WRITTEN REQUEST:
Please list each line in the listing below that contains the word "trees", matching case exactly.
--- BEGIN DATA SHOWN ---
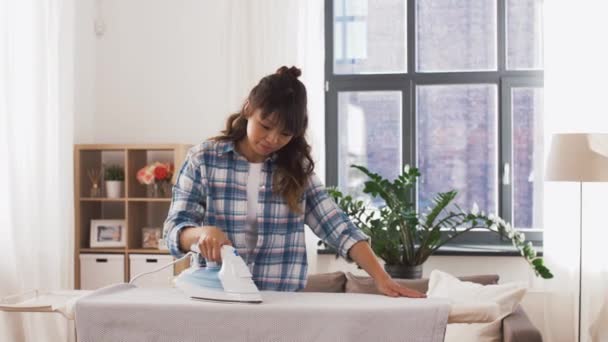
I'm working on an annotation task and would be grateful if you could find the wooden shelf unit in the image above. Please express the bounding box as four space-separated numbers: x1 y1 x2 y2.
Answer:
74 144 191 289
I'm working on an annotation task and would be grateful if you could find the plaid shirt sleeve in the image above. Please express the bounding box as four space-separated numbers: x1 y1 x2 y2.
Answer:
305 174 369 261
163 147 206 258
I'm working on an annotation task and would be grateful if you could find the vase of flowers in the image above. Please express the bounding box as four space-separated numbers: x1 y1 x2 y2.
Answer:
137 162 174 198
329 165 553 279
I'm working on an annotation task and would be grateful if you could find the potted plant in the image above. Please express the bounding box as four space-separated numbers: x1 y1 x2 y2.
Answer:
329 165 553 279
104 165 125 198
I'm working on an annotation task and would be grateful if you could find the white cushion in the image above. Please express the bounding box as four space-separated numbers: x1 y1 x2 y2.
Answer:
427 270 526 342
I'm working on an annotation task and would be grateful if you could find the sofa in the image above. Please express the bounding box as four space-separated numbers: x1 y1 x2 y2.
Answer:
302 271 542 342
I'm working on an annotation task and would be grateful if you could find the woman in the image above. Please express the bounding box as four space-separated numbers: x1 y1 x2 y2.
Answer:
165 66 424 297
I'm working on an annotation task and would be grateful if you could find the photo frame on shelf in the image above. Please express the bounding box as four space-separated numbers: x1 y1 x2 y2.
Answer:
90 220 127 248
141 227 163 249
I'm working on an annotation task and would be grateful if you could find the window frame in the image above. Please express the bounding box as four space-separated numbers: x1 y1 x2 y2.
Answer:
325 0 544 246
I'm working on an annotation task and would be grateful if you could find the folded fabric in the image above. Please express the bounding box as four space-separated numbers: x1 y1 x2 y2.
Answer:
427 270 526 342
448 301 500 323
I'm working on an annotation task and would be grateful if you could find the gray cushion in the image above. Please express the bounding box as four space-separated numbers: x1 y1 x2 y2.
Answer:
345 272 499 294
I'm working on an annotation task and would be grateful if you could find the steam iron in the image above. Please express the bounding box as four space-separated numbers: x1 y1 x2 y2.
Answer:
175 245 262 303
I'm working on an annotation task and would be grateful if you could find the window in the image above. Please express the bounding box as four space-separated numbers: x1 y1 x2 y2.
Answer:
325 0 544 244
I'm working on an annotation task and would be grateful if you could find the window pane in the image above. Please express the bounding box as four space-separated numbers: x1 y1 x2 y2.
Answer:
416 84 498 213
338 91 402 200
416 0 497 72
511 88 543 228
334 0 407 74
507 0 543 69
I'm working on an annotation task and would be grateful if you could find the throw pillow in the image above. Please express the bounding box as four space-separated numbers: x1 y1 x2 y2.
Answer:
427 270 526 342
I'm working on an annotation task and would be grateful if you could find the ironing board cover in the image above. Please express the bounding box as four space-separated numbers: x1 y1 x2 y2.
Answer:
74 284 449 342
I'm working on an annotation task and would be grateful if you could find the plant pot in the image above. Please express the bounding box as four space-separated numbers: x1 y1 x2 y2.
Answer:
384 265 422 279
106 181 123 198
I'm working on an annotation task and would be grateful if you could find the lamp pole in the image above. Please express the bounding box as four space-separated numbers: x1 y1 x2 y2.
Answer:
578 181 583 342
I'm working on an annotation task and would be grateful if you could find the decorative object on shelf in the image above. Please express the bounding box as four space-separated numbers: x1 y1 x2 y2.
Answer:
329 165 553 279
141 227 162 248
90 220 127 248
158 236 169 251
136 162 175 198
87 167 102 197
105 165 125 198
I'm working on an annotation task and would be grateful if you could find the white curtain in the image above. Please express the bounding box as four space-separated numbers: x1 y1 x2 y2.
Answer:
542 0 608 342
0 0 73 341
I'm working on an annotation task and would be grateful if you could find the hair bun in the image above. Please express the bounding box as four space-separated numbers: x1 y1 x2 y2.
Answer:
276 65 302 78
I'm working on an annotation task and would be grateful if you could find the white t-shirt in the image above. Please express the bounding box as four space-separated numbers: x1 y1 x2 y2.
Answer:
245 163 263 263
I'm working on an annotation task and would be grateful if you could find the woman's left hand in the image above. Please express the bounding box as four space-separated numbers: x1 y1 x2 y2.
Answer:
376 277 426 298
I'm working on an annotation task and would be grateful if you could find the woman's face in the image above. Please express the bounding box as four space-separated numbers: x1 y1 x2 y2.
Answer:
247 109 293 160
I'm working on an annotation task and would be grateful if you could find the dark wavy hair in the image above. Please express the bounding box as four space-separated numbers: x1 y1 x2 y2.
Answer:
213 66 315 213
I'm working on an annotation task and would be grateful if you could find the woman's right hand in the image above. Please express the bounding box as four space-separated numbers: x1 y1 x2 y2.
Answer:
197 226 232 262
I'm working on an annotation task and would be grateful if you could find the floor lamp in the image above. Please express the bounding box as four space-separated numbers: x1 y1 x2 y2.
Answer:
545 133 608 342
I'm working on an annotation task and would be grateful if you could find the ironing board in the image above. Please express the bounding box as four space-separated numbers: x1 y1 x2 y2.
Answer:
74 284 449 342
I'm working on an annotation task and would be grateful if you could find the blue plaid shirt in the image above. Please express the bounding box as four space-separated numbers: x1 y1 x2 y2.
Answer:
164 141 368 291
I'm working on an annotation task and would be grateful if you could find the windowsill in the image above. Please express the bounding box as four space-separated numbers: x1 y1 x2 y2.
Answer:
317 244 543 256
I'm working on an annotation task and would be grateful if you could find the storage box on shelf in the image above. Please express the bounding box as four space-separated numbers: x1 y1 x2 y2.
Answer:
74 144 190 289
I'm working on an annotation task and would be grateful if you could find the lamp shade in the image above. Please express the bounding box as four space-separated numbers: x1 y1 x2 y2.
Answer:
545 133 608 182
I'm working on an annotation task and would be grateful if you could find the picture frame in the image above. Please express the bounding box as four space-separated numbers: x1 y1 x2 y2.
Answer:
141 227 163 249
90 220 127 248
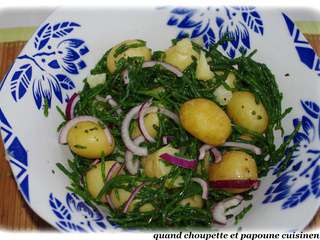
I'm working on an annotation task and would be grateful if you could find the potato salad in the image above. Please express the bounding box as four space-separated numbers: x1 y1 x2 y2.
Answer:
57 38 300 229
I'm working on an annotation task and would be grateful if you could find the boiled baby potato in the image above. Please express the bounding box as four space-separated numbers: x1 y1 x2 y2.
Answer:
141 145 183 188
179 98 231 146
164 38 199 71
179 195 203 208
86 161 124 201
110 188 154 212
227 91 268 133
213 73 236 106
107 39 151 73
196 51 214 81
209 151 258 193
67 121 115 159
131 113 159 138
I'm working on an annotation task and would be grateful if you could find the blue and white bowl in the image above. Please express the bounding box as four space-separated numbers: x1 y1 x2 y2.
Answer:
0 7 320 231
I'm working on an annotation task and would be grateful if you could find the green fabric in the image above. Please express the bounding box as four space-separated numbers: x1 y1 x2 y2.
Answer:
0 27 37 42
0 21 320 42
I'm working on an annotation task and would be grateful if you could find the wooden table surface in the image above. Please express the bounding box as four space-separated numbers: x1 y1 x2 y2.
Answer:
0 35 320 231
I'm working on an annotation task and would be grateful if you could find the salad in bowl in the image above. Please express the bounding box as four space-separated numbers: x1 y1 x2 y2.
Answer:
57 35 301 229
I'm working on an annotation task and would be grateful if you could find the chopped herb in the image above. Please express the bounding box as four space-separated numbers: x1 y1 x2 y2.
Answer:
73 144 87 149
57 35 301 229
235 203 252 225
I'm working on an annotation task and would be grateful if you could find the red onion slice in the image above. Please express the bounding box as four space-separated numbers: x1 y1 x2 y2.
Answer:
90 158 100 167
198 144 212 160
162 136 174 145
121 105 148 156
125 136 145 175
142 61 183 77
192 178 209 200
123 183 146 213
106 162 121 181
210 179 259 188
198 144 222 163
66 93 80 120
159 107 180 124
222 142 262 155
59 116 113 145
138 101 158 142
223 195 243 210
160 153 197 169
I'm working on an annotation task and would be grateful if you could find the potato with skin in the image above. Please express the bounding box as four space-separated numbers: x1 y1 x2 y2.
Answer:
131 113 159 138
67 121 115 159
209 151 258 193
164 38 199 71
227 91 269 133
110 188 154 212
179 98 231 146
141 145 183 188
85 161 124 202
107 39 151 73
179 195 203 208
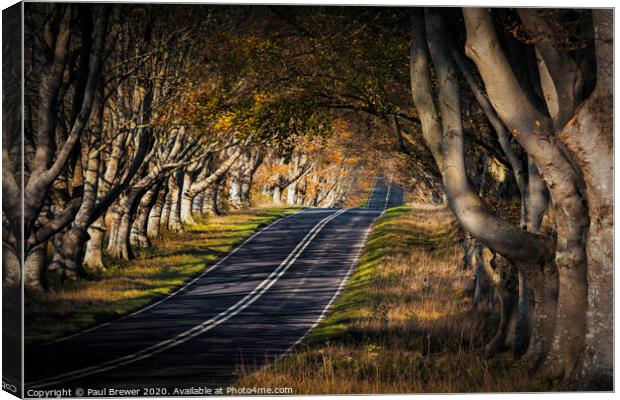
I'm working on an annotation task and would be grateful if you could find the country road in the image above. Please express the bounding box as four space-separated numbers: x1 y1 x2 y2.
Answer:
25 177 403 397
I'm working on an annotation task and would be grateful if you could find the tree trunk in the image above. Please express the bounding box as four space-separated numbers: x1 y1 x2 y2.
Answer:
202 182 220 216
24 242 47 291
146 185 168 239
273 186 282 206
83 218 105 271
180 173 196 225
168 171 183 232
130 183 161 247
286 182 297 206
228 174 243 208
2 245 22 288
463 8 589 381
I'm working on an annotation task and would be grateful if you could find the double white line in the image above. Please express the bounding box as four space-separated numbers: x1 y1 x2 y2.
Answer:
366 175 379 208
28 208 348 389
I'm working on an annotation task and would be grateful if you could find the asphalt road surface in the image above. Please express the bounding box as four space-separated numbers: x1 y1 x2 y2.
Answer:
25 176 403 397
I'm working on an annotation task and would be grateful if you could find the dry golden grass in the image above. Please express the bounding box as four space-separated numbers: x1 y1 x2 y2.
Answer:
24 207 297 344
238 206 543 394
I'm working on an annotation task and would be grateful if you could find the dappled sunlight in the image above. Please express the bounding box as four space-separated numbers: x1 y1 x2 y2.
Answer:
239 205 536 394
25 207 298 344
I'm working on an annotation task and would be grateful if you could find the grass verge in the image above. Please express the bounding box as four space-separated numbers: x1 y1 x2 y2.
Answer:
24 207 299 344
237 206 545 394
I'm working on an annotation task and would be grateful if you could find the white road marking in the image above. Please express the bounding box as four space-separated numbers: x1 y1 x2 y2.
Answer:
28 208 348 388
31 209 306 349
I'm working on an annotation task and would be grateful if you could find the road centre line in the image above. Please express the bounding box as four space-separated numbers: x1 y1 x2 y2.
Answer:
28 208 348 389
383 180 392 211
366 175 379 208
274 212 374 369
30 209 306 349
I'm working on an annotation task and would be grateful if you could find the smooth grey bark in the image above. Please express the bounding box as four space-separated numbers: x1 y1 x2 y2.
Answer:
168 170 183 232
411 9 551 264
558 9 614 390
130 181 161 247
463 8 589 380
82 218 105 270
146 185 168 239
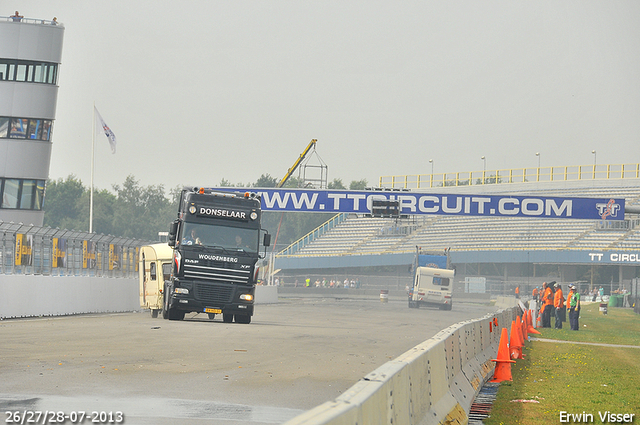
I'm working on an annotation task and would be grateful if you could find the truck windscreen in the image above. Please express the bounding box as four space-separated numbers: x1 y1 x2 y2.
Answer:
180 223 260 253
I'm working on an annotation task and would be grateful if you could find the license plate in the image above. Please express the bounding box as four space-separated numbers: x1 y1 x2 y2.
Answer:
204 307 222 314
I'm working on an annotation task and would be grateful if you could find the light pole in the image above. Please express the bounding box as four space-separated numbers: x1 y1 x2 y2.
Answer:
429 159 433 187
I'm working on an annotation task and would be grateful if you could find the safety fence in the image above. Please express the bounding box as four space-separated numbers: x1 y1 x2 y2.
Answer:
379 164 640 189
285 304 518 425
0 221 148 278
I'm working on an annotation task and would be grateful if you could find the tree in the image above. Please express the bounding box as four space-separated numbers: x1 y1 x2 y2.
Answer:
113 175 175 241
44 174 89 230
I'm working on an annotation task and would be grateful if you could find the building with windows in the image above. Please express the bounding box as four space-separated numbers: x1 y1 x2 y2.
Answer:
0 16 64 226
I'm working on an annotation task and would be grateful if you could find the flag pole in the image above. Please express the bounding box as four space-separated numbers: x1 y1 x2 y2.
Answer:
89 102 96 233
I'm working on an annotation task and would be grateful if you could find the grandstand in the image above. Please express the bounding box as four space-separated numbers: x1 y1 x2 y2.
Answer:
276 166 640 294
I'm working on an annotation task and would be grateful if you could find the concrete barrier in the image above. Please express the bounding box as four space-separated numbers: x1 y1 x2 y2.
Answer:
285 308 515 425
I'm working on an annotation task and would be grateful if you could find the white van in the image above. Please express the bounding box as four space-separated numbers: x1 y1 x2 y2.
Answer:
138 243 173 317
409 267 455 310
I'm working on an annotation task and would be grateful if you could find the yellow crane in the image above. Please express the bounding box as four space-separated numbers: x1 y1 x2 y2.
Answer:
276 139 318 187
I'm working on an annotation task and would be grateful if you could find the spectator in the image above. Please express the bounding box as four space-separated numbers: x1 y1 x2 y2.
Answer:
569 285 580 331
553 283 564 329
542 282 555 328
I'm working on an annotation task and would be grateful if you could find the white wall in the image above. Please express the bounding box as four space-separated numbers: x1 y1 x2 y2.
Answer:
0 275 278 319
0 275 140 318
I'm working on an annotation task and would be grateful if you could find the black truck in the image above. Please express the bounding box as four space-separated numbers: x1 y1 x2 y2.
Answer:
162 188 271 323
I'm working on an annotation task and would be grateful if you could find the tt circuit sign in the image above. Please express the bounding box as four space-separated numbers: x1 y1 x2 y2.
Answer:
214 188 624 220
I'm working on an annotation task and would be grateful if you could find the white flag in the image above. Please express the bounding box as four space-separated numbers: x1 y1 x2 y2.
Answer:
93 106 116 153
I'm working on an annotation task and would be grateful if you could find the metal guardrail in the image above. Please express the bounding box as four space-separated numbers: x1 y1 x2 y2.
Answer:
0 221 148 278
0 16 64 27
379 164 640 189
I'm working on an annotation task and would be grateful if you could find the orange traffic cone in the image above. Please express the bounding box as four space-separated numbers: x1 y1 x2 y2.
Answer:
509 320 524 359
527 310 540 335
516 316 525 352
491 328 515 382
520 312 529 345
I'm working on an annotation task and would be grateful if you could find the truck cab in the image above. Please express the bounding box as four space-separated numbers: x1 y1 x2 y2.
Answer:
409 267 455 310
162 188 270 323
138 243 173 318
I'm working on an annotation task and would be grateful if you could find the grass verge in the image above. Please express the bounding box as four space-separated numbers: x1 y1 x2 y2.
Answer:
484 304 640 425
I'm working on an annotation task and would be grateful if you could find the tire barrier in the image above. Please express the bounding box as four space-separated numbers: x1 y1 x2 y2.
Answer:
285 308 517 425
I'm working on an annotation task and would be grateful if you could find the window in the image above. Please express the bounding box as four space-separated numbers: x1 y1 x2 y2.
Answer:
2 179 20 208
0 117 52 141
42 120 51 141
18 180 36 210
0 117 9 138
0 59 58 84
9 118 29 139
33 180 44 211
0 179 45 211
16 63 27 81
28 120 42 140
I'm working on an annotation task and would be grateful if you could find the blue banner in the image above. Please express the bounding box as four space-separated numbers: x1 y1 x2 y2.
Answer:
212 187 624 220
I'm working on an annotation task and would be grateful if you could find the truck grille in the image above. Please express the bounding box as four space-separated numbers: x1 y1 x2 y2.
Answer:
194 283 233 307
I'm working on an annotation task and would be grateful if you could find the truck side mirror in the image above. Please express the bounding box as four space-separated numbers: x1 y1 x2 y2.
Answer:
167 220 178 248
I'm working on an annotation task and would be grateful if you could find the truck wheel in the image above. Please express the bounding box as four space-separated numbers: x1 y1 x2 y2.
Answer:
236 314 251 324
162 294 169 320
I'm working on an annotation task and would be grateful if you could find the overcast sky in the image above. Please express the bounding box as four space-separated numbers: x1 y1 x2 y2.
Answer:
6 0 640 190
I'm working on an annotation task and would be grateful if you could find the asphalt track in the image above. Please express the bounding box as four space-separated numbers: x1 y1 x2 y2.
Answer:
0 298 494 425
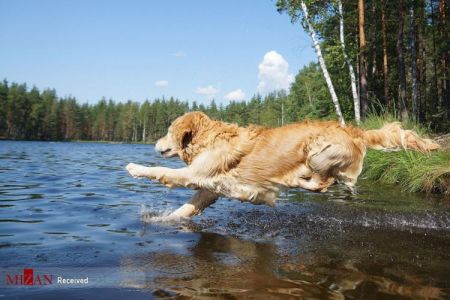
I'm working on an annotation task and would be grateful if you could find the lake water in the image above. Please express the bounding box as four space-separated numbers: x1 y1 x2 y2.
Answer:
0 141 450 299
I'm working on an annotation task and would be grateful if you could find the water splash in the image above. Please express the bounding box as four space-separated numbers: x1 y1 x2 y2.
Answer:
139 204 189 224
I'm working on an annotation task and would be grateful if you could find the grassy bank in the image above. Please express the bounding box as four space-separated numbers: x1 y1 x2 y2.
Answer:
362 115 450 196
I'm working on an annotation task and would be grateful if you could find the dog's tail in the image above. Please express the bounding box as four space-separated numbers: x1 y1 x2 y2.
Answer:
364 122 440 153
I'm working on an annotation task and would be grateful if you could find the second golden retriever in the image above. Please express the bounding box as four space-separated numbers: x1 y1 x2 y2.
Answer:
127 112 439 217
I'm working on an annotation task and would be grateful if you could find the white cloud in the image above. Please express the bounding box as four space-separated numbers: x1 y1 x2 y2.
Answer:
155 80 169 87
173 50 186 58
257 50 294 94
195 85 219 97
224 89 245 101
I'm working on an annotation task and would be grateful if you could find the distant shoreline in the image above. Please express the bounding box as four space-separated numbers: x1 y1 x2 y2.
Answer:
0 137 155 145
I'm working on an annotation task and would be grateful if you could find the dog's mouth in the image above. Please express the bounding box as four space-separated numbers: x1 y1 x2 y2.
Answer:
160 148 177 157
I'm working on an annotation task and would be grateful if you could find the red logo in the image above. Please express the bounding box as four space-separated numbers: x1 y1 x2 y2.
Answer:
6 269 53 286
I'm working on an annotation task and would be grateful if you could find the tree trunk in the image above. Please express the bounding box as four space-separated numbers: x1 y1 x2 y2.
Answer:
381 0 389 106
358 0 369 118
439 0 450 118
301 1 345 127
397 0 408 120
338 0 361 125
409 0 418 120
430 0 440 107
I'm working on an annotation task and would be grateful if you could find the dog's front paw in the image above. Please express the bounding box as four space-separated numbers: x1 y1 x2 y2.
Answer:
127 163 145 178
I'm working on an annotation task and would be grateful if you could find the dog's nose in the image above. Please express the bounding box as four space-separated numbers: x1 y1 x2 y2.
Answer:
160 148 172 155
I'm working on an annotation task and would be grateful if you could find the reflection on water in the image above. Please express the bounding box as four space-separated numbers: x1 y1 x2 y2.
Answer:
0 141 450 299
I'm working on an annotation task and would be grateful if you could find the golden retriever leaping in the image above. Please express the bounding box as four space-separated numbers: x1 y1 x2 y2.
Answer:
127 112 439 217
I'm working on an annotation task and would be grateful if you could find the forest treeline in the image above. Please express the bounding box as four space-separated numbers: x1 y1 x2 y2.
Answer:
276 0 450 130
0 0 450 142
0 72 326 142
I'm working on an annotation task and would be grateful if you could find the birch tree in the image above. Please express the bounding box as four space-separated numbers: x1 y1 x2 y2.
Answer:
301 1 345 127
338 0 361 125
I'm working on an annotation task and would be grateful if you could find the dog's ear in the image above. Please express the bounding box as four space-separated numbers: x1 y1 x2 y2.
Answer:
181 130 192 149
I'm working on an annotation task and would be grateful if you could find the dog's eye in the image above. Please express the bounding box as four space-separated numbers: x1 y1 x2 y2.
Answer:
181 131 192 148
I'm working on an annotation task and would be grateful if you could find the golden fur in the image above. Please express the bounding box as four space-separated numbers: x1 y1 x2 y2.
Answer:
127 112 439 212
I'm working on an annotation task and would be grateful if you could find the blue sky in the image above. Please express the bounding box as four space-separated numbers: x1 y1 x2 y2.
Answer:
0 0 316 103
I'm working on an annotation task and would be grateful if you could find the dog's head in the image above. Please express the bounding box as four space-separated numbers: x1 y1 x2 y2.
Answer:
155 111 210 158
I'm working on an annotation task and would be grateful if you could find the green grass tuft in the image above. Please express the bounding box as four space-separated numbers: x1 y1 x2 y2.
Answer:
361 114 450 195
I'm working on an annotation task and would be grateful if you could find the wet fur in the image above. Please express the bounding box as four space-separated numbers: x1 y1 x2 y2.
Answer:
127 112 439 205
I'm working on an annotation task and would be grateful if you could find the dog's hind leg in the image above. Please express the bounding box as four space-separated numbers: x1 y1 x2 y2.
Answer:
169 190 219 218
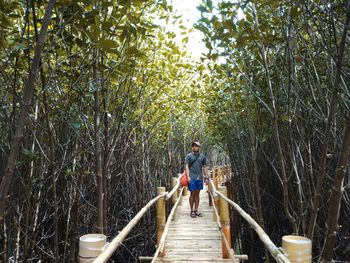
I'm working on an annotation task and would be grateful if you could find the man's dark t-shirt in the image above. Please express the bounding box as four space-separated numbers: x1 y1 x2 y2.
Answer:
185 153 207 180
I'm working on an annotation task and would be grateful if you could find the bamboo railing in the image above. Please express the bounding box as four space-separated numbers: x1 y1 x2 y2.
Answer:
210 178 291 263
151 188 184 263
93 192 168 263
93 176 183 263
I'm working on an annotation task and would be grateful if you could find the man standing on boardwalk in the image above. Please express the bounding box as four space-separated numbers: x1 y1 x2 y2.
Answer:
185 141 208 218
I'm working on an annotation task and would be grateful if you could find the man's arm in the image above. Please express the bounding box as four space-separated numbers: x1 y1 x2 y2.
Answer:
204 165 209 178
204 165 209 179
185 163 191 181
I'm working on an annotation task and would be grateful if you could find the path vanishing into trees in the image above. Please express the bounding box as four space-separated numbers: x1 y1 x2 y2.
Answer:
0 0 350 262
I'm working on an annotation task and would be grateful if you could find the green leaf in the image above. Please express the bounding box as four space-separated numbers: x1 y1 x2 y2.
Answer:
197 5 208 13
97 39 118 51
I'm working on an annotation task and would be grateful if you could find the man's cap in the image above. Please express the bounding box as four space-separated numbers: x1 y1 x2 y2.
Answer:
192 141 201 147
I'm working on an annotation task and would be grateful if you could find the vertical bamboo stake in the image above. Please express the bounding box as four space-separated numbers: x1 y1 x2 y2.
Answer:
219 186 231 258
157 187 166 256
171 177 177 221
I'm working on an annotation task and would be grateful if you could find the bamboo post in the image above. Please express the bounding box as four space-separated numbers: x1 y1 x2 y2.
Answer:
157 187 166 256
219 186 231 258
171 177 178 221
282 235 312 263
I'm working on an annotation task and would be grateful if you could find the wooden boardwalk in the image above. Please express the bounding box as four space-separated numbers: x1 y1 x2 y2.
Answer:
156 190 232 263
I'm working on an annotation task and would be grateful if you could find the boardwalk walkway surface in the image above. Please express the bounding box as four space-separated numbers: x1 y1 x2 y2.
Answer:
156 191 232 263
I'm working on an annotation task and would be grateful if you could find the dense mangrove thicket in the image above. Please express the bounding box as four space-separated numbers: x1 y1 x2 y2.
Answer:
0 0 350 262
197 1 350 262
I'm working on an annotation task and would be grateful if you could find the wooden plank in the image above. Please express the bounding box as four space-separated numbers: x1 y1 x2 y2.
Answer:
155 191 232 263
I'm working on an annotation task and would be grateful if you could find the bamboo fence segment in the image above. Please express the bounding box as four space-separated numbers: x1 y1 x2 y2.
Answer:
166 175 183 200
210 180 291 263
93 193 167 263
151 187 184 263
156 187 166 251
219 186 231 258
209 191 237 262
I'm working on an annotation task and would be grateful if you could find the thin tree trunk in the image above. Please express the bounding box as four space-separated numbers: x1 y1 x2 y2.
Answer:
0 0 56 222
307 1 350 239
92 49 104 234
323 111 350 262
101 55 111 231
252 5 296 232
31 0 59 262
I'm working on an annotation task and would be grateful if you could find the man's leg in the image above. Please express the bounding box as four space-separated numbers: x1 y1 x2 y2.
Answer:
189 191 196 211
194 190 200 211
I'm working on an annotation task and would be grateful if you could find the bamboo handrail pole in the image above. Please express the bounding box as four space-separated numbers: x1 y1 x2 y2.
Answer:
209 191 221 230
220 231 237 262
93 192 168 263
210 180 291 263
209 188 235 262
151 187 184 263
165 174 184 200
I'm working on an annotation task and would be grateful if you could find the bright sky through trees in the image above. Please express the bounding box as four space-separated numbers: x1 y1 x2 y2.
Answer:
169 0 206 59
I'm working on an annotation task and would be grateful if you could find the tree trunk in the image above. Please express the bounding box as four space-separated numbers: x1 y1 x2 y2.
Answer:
--- END DATA SHOWN ---
WRITTEN RESPONSE:
I'm working on an annotation task and would be grateful if you could find the path vanishing into trees in the image above. Please express the bounding box as four space-separated numbers: x1 y1 x2 y2.
I'm working on an annotation task and would be grateful if you could find the bright sky through trees in the image above. Please express the bounding box as four space-separated numbers: x1 y1 x2 y2.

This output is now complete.